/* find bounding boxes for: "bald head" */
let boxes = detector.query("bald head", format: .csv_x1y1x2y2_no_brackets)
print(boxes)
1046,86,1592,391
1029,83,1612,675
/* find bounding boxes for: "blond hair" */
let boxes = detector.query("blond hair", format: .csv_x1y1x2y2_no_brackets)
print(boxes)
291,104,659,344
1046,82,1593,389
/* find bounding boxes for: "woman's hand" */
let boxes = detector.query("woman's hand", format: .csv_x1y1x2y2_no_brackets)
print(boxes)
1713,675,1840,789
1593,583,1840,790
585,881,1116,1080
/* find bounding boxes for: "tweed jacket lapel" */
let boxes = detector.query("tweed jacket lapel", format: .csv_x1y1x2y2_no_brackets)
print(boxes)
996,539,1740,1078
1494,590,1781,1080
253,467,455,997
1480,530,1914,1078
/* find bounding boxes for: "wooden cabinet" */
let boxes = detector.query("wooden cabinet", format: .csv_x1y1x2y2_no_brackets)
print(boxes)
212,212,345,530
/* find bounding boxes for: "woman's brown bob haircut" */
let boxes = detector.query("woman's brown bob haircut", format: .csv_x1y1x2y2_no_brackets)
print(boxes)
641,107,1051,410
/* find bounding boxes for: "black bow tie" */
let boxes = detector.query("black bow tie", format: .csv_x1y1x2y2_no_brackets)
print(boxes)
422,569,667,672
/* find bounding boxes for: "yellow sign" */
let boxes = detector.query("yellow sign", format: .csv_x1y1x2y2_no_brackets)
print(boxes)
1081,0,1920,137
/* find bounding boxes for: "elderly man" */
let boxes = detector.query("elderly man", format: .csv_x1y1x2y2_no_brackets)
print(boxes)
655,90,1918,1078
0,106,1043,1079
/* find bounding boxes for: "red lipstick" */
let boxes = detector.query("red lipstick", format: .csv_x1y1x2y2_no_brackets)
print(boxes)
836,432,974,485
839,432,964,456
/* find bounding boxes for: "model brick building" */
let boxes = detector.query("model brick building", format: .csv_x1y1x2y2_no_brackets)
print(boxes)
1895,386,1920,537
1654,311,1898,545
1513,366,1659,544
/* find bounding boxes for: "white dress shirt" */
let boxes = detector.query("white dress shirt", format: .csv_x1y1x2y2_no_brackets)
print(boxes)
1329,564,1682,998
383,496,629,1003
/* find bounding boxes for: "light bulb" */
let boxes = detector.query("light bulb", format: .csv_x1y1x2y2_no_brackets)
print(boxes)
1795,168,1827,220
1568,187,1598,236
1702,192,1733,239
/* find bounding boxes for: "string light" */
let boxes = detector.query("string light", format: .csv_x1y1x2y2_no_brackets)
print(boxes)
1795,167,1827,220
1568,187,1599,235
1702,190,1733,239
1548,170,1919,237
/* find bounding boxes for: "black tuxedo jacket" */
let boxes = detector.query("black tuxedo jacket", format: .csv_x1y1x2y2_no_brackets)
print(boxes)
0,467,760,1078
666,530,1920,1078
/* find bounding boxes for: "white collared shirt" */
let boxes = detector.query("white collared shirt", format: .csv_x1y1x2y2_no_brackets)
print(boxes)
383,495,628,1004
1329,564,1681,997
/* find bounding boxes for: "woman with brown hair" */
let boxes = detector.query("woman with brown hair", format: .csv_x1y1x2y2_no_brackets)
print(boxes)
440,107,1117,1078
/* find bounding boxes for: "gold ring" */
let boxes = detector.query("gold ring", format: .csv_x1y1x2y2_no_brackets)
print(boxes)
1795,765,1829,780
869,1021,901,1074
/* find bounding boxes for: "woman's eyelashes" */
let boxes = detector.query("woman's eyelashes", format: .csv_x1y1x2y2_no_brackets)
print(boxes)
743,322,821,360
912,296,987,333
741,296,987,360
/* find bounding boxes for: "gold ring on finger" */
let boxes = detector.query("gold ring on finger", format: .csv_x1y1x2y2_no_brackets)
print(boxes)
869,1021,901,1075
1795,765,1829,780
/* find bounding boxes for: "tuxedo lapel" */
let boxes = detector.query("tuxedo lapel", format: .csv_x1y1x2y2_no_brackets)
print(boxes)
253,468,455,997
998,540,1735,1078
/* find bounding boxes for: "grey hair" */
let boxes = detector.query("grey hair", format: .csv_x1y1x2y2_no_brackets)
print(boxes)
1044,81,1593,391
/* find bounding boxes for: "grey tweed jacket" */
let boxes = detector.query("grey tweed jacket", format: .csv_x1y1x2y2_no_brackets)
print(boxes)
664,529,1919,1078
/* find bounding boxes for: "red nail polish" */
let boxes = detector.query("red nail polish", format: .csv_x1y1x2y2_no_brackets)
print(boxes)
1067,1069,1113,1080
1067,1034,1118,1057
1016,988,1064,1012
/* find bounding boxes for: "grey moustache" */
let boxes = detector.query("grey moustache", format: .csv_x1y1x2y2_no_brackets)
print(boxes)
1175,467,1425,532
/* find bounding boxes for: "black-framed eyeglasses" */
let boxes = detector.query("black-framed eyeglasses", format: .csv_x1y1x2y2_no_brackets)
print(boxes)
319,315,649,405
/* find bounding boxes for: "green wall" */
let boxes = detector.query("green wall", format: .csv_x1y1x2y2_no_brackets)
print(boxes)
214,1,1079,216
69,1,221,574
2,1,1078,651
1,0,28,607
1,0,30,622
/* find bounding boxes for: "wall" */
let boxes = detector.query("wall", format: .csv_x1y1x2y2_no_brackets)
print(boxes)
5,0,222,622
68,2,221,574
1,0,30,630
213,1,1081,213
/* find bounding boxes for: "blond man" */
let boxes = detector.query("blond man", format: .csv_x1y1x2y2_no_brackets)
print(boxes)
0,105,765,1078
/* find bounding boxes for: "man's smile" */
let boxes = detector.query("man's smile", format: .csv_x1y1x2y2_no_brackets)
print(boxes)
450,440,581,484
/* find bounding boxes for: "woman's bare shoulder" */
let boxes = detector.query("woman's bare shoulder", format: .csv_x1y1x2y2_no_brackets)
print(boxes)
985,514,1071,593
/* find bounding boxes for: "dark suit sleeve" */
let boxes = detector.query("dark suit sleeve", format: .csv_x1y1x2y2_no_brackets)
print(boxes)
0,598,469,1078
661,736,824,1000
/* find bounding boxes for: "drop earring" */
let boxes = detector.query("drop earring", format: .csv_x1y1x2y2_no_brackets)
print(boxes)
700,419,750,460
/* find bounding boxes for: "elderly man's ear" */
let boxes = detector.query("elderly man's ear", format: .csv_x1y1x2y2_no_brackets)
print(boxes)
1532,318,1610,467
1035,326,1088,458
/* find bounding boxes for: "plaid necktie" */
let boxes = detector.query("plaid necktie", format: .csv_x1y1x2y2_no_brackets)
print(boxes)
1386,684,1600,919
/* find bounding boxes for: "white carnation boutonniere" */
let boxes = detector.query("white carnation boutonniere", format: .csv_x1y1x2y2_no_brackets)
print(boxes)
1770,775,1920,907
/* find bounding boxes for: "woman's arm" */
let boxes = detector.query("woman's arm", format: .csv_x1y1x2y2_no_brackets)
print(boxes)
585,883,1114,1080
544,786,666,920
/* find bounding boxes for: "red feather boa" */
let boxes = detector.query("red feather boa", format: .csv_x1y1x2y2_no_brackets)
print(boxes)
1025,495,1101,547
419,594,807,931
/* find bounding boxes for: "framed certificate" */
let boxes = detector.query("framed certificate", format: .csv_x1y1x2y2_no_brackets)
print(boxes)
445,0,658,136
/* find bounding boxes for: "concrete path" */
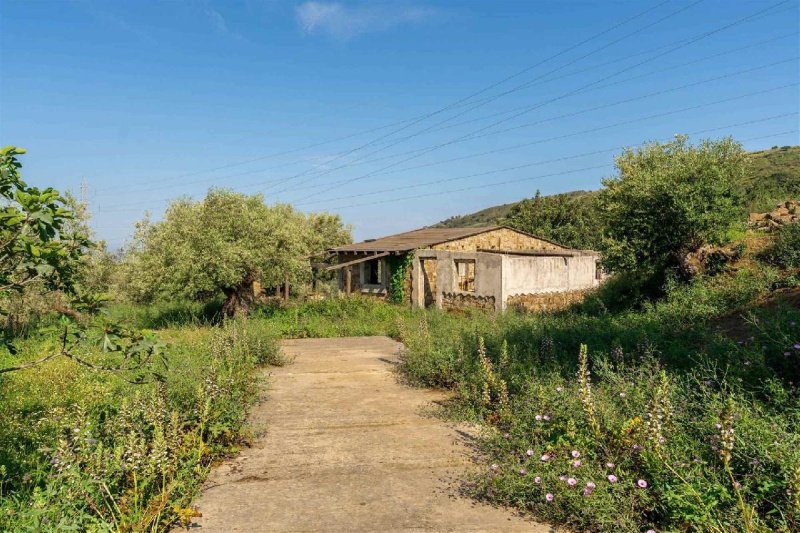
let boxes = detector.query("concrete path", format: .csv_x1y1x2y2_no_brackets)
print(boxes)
194,336,547,532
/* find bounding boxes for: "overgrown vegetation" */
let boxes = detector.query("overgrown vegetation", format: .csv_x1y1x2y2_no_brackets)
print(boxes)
438,145,799,242
3,138,799,531
123,189,350,316
0,318,284,530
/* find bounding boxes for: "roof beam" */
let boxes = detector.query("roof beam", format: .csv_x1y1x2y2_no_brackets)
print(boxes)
324,251,391,271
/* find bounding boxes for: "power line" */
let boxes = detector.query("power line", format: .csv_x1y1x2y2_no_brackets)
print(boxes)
293,0,790,203
97,84,797,214
273,0,709,198
277,59,796,195
292,113,798,207
108,51,795,209
98,1,673,196
96,10,794,200
322,130,799,212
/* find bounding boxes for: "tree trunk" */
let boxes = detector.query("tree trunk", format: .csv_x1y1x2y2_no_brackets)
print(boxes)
222,273,257,317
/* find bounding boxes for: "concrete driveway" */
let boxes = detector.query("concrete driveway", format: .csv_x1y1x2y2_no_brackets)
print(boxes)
193,336,547,532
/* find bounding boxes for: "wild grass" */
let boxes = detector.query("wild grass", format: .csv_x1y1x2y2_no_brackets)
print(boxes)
0,318,284,531
231,265,800,531
392,269,800,532
2,257,797,531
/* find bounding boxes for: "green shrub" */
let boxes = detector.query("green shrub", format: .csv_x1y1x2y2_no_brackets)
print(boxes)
760,223,800,269
0,317,284,531
391,268,800,531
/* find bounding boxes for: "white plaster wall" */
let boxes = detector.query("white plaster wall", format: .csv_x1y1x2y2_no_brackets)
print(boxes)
503,255,598,296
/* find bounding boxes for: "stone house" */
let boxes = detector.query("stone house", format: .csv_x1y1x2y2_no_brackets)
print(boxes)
325,226,603,312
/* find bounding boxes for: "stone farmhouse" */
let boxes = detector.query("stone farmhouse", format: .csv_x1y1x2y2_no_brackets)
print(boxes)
325,226,603,312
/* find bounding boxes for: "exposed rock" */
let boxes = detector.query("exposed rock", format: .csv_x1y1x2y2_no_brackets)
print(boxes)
749,200,799,231
681,244,743,278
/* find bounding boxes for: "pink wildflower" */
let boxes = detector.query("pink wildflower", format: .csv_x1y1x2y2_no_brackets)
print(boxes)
571,450,581,458
526,449,534,456
543,414,551,421
490,463,499,471
607,474,618,483
606,462,615,469
559,475,566,481
535,414,542,421
540,454,550,462
637,479,648,488
519,468,527,475
534,476,541,484
545,493,554,502
572,460,582,468
567,477,577,486
619,392,626,398
556,386,563,392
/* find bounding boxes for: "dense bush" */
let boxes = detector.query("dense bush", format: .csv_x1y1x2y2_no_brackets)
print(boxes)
122,190,350,316
598,136,746,280
760,223,800,269
0,318,283,530
502,190,602,250
391,270,800,532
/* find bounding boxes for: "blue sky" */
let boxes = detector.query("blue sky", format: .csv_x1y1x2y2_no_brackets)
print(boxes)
1,0,798,248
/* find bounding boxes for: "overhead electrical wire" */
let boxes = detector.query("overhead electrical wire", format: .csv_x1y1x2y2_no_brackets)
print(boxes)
321,129,799,212
97,83,797,214
275,59,797,195
271,0,711,198
291,0,791,203
97,0,672,194
98,2,793,201
292,113,799,207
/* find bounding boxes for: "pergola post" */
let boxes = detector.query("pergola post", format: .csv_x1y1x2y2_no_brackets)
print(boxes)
345,266,352,296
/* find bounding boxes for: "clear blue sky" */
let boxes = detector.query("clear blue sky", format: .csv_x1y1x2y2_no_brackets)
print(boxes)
1,0,798,248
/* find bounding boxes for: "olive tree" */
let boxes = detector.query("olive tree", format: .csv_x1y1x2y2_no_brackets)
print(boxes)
598,136,746,281
124,189,350,315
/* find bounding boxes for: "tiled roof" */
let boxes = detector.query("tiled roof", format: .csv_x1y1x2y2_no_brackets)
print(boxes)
329,226,503,253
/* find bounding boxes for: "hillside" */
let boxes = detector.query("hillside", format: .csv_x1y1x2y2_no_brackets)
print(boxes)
434,145,800,228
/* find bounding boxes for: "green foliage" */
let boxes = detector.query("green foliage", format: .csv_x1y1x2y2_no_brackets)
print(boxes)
252,296,414,339
387,252,414,303
0,146,88,303
598,136,746,278
123,189,350,314
760,223,800,269
0,318,283,530
391,271,800,532
0,148,160,375
502,190,601,249
742,146,800,212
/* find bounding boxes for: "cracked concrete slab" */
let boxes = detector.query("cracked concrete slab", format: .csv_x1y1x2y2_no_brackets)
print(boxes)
193,336,548,532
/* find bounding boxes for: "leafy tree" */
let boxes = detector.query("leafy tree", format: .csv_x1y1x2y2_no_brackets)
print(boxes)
759,222,800,269
598,136,746,280
124,189,350,316
502,190,601,249
0,146,159,376
0,147,88,298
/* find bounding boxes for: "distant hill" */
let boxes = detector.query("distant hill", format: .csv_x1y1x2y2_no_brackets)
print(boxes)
433,146,800,228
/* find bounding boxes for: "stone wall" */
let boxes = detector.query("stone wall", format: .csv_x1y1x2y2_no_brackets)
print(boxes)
507,289,592,313
442,291,496,311
433,227,565,252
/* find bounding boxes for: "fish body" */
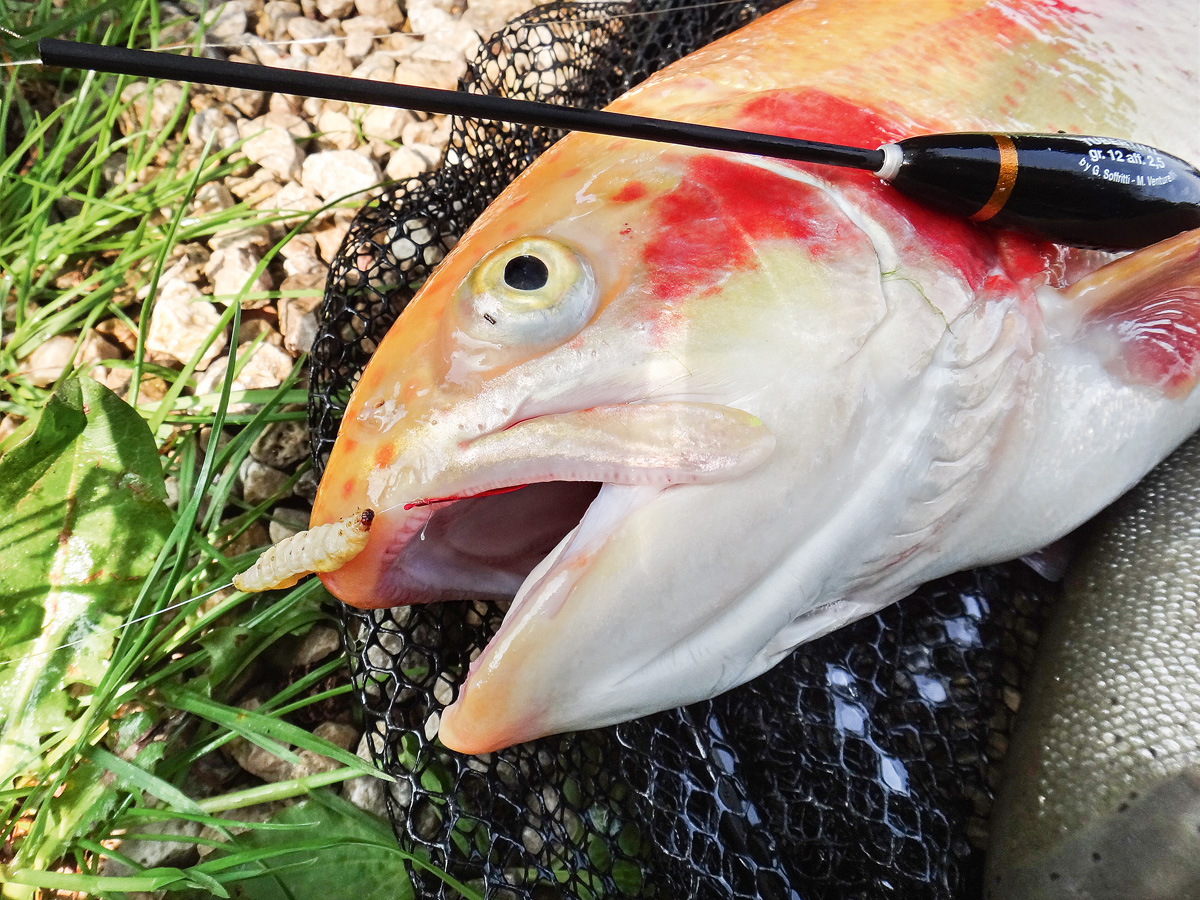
_ _ _ _ _
The lines in the entries above that carry the word "cabinet" must be copied.

/* find bounding boxes for: "wooden cabinet" */
let boxes = detector.query("wooden cabinet", format: .csv_x1y1x2y2_no_brackets)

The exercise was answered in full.